Supplied data:
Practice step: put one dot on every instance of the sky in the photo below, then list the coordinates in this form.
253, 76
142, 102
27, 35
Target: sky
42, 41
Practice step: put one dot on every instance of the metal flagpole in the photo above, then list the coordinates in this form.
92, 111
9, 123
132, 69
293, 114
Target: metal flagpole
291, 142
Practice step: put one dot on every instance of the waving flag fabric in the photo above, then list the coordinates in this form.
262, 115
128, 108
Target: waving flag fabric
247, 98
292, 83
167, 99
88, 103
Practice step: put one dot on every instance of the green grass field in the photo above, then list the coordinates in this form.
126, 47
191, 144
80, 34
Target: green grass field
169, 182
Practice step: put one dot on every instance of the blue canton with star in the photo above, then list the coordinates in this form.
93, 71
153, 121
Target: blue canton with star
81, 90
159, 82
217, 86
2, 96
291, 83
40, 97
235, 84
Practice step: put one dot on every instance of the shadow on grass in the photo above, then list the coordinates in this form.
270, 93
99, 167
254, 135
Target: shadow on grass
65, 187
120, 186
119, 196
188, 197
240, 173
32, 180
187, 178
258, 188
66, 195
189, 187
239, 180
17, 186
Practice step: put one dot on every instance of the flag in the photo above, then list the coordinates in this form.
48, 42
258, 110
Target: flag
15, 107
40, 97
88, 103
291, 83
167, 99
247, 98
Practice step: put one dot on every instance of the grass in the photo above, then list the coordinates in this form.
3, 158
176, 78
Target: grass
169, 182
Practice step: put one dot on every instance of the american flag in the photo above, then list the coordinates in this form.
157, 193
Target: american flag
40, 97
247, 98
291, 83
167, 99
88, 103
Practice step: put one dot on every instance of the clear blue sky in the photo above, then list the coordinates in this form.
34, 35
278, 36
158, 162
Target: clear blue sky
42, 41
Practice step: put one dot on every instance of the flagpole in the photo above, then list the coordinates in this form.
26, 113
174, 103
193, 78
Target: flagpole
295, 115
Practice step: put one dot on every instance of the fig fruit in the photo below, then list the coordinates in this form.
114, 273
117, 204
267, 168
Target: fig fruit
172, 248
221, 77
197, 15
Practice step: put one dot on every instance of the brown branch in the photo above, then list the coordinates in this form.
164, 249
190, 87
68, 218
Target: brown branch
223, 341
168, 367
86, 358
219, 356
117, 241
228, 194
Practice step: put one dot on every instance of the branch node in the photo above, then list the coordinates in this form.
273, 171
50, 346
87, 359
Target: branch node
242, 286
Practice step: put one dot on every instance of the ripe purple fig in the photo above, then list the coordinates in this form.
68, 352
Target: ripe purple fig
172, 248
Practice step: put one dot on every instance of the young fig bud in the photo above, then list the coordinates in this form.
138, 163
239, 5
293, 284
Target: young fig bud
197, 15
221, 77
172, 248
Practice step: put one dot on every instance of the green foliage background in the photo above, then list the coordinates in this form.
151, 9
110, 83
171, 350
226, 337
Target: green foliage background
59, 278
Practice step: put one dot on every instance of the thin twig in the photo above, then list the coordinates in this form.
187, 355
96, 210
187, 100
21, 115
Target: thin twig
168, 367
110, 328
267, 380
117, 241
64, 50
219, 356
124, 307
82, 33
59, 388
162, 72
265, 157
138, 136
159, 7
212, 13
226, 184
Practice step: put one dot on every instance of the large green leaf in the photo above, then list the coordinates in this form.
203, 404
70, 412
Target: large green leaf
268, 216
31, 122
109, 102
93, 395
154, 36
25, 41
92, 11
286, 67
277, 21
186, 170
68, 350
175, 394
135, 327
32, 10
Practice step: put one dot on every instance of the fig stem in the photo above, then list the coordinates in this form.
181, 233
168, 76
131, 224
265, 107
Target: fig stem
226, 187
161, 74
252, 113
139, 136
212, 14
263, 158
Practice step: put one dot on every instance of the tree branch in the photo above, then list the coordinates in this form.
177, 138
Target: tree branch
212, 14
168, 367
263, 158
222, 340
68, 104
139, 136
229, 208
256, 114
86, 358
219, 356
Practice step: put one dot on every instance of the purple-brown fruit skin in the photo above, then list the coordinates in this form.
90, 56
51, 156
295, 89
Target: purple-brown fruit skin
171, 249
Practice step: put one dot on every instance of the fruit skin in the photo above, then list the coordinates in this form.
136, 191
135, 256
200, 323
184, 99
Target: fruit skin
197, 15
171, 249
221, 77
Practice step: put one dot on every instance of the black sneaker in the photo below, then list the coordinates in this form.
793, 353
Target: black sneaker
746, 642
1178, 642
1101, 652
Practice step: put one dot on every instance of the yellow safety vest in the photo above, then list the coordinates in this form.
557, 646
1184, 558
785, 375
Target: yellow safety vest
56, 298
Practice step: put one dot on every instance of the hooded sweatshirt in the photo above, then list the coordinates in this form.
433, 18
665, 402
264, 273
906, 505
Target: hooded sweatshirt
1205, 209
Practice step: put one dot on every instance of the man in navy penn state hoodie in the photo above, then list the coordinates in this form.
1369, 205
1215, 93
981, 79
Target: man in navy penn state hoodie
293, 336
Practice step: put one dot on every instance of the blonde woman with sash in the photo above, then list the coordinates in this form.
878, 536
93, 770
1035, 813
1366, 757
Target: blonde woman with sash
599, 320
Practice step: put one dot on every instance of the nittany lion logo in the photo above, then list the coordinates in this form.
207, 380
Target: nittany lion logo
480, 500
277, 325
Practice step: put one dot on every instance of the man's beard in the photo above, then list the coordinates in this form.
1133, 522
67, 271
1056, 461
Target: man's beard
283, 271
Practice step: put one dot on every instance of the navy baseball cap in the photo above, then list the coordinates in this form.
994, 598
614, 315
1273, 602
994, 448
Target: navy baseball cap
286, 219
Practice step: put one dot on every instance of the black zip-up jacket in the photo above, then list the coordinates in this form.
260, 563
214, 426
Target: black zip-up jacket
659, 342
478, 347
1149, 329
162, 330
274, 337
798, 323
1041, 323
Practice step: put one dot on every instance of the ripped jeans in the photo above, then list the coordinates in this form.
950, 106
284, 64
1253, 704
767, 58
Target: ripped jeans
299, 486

Instructions for the task:
What you return must match the data word for word.

Worked solution:
Practice step: put one dot on every instance of the sky in the photo below, then list the coordinates in this form.
253, 76
142, 102
27, 35
Target: sky
42, 41
Practice step: put one dot on every instance of the metal flagpole in the photo above, then list the coordinates in this form.
92, 111
9, 123
132, 69
293, 114
Target: metal flagpole
291, 142
Practice step: put one dot on every instance of the waving flag fabric in the photo above, then list the coordinates in this form.
262, 115
128, 108
Target: waving flag fabric
247, 98
292, 83
167, 99
88, 103
Practice step: put one dot on every instance of the green grass field in the photo above, then list the coordinates in this form.
126, 47
191, 144
80, 34
Target: green grass field
169, 182
Practice step: put one dot on every instance of the blue canton with star in the photo above, then list the coordinates in this form.
93, 71
153, 121
Target: blue canton with star
81, 90
159, 82
217, 86
2, 96
291, 83
40, 97
235, 84
Practice step: put one dot on every instance of the shadow on grass in the photo above, then list the coordinates in this form.
270, 93
99, 167
254, 135
Target: shadow on grass
65, 187
120, 186
119, 196
188, 197
240, 173
32, 180
187, 178
258, 188
66, 195
189, 187
239, 180
17, 186
Practice step: put one dot on every instance of the flag in the photo above, then list the coordinates in this form.
48, 42
258, 110
Target: flag
15, 107
40, 97
88, 103
291, 83
167, 99
247, 98
Practice step: put one dot on every instance of the grass in the photo above, then list the coordinates in this form.
3, 158
176, 78
Target: grass
169, 182
Practice step: put one dot on every instance of the american flag in the photo above, then list the coordinates in this form.
157, 193
Target: american flag
40, 97
247, 98
291, 83
167, 99
88, 103
Practice step: put one dot on every instance of the clear blue sky in the photo above, then list the coordinates in this form.
34, 35
278, 36
158, 162
Target: clear blue sky
42, 41
Practice step: put one dot on every instance of the flagpole in the photo above, then list the coordinates in this form.
26, 113
174, 103
193, 78
Target: flagpole
295, 115
Practice step: put one dot on every instance of the fig fruit in the photo below, then list the coordinates in this form.
114, 273
117, 204
267, 168
Target: fig fruit
172, 248
221, 77
197, 15
Practice step: put one dot on every instance of the brown branch in the photo above, then list the coordinates in this form.
164, 249
190, 87
68, 218
Target: brown branch
223, 341
168, 367
86, 358
219, 356
117, 241
228, 194
Practice step: put one dot on every instance of the branch node in the photo above, then list the coordinates in this form.
273, 171
50, 346
87, 359
Target: branch node
242, 286
Practice step: put one dot on every instance of the ripe purple fig in the photo above, then list the coordinates in this form.
68, 352
Target: ripe purple fig
172, 248
Practice step: put one dot on every instance of the young fig bud in the photo above, then list the coordinates in this form.
138, 163
239, 5
293, 284
Target: young fig bud
197, 15
221, 77
172, 248
Practice step: put one dot on every instance of the green foliage background in the photo above, then list the coordinates in this form.
151, 9
110, 83
171, 350
226, 337
Target: green foliage background
59, 278
Practice step: put one dot on every instance of the thin twig in the photo above, then list the coordinates in this form.
187, 355
96, 210
187, 100
21, 115
Target: thin twig
168, 367
110, 328
267, 380
117, 241
64, 50
219, 356
124, 307
82, 33
59, 388
162, 72
265, 157
138, 136
159, 7
212, 13
226, 184
Practice step: put one dot on every instance of the large green leaf in the photo above, then list the coordinates in this form.
203, 404
70, 412
Target: large green leaf
268, 216
31, 122
109, 102
93, 395
154, 36
25, 41
92, 11
286, 67
277, 21
186, 170
68, 350
175, 394
135, 327
32, 10
Practice step: put one dot on every instance of the fig stem in the photo above, then list the coordinates in this form.
181, 233
168, 76
131, 224
265, 107
Target: fig stem
226, 187
161, 74
252, 113
139, 136
212, 14
263, 158
Practice step: put one dot on every instance of the tree branch in the photo above, then list the coordinates in this form.
177, 138
Target: tree branch
212, 14
168, 367
263, 158
222, 340
68, 104
139, 136
229, 208
256, 114
86, 358
219, 356
Practice step: put one dot on every instance of the purple-brown fruit skin in the photo above, then list the coordinates in this form.
90, 56
51, 156
295, 89
Target: purple-brown fruit skin
171, 249
Practice step: put one dot on every instance of the fruit skin in the photo above, then list the coordinates in this form.
136, 191
135, 256
200, 323
184, 99
Target: fruit skin
197, 15
171, 249
221, 77
Practice step: put one dot on every instance of the black sneaker in the photo below, then list the coordinates in this form.
793, 353
Target: black sneaker
746, 642
1178, 642
1101, 652
Practice step: put one dot on every instance of the yellow safety vest in the photo above, then list the coordinates in this form.
557, 646
1184, 558
785, 375
Target: yellow safety vest
56, 298
Practice step: put one dot on every instance of the hooded sweatshirt in the photo above, then list the coordinates in this form.
433, 18
665, 402
264, 273
906, 505
Target: hooded sweatshirt
1205, 209
Practice step: put one dot on every instance of the man in navy penn state hoodie in the photo above, then list the coordinates in this form.
1369, 205
1215, 93
981, 79
Target: man in navy penn state hoodie
293, 336
Practice step: put one dot on every instance of the blonde woman with sash in the photo above, then list the coordinates in this form.
878, 536
93, 770
1035, 813
1366, 757
Target: blonde woman with sash
599, 320
Practice step: put one dot on every instance of the nittany lion logo in the photo above, then list the coordinates in this form.
207, 380
Target: nittany lion logo
480, 500
277, 325
Practice step: put one dot on every instance of the man's beard in the photo above, then list the coordinates in this form.
1133, 522
67, 271
1056, 461
Target: man's beard
283, 271
Practice step: put one dot on every instance of the navy baseball cap in the photo above, then list the coordinates in this form.
994, 598
614, 315
1273, 602
994, 448
Target: navy baseball cap
286, 219
Practice step: put one dot on every instance of the black zip-up jacket in the photo above, then list the coordinates in this form.
260, 563
214, 426
Target: black zip-up jacket
659, 342
478, 347
1149, 329
162, 330
274, 337
798, 323
1041, 323
Practice step: put one dot on every instance of the ripped jeans in the photo above, then list the coordinates in this form.
950, 106
284, 64
1253, 704
767, 58
Target: ripped jeans
299, 486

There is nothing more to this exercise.